_Brief 1_
Translate this sentence from the copper tariffs passage into Spanish: "The US imports half of its refined copper."
_Brief 2_
Substitute "silver" for each "gold" in the copper tariffs passage, writing out everything from "Actually, it’s a" down to "development has stalled.".

_Selected passage_
Trump’s tariffs blew up the gold market in January. The price surged for months. Will copper tariffs trigger the same run for mining stocks? I don’t think so…

The copper price is up 12% since Tuesday. Copper stocks are down 1.5% over the same timeframe. What gives? Or, in this case, taketh away…

Actually, it’s a familiar story. Back in February, it was the gold market that experienced the same thing.

Anticipating tariffs on gold, the price between London and New York began to diverge. Traders could make whopping gains literally flying gold across the Atlantic. If they could get their hands on it in the first place, that is.

But gold dealers, and even the Bank of England, couldn’t keep up with demand. This triggered all sorts of conspiracy theories.

Copper doesn’t quite lend itself to the same sorts of creative narratives. And yet, there’s a lot of confusion about what’s going on. Not to mention how best to profit from it. So, let’s take a closer look…

What is Trump up to?

The US imports half of its refined copper. 90% of that from the rest of the Americas – mostly Chile. Of the copper produced in the US, most comes from Arizona, where a huge new copper mine development has stalled.

Presumably, if Trump is going to onshore a lot of manufacturing and industry, the US will need a lot more copper. But there’s no point making the US less dependent on foreign manufacturing if you just make it more dependent on Chilean copper instead.

So, how do you revive the US economy without increasing import dependency?

“I am announcing a 50% TARIFF on Copper, effective August 1, 2025, after receiving a robust NATIONAL SECURITY ASSESSMENT,” Trump wrote. The basic idea is that he wants more copper supply to come from inside the US.

This triggered all sorts of hilarious criticism. “You can’t move a copper mine to the US,” said many a critic. “The US doesn’t have copper refineries even if it did supply its own copper. It’d have to ship copper ore to China and refined goods back again anyway.”

_Data segment_

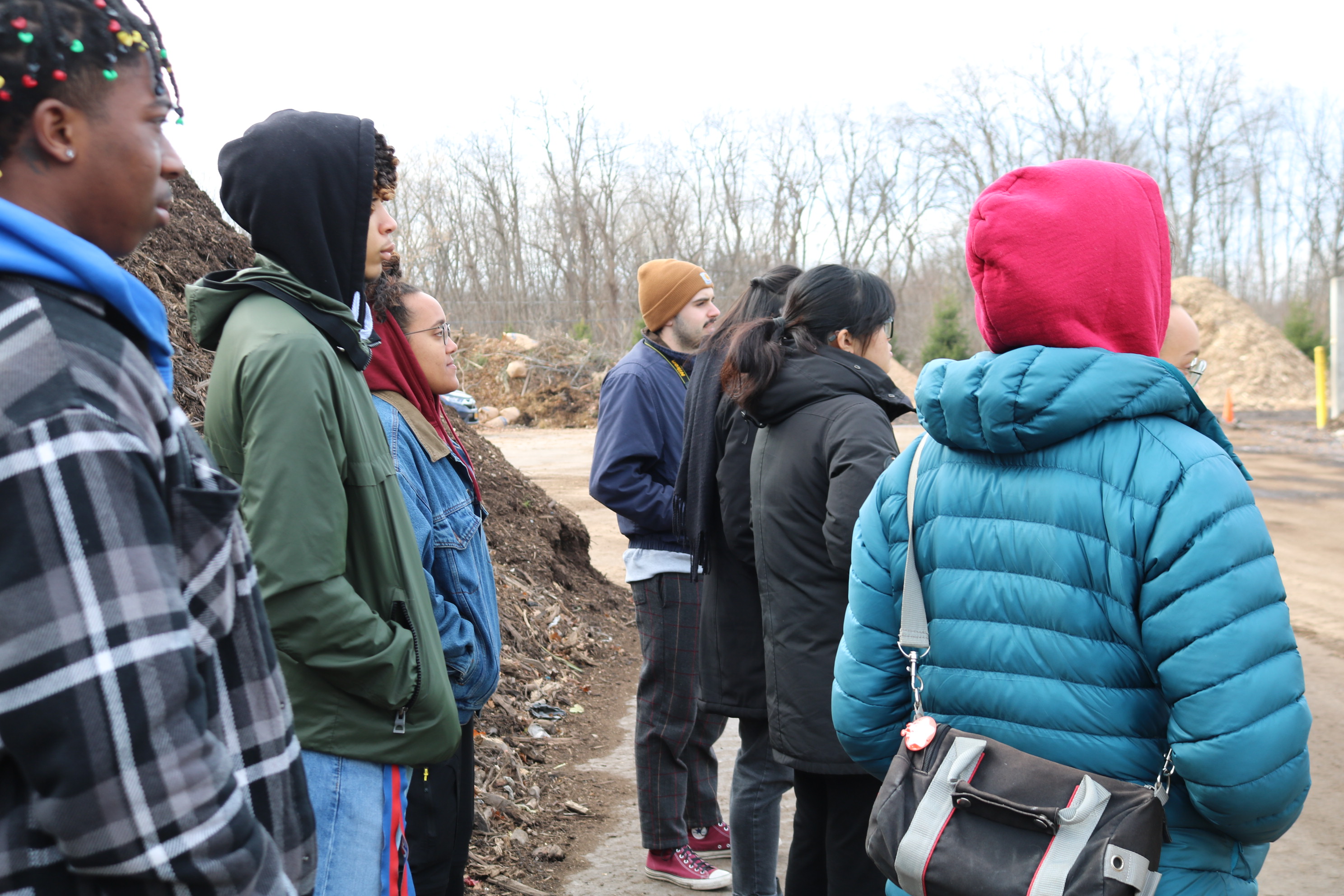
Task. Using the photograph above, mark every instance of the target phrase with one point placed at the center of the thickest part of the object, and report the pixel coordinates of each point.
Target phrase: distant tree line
(543, 224)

_Exercise result 1_
Estados Unidos importa la mitad de su cobre refinado.

_Exercise result 2_
Actually, it’s a familiar story. Back in February, it was the silver market that experienced the same thing.

Anticipating tariffs on silver, the price between London and New York began to diverge. Traders could make whopping gains literally flying silver across the Atlantic. If they could get their hands on it in the first place, that is.

But silver dealers, and even the Bank of England, couldn’t keep up with demand. This triggered all sorts of conspiracy theories.

Copper doesn’t quite lend itself to the same sorts of creative narratives. And yet, there’s a lot of confusion about what’s going on. Not to mention how best to profit from it. So, let’s take a closer look…

What is Trump up to?

The US imports half of its refined copper. 90% of that from the rest of the Americas – mostly Chile. Of the copper produced in the US, most comes from Arizona, where a huge new copper mine development has stalled.